===== Arbeitsdaten =====
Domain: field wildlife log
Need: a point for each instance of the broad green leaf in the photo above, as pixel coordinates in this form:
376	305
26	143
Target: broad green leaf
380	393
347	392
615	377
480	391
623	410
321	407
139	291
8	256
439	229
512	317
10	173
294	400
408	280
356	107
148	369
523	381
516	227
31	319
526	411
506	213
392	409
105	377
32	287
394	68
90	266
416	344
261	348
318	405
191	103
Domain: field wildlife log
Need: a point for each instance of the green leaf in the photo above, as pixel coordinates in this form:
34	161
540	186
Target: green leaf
=====
===== Arbeitsdaten =====
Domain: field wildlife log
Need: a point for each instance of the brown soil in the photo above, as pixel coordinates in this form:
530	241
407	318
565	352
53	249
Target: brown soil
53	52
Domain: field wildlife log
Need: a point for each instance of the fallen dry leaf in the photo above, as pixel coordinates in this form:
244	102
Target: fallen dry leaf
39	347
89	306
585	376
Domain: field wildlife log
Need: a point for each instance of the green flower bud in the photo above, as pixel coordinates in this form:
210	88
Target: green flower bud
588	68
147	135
=====
Liste jede Zeile im Material oben auf, in der das Wort "Target" vorkommt.

Target: broad green leaf
Target: green leaf
Target: brown soil
Target: fallen dry leaf
Target: green flower bud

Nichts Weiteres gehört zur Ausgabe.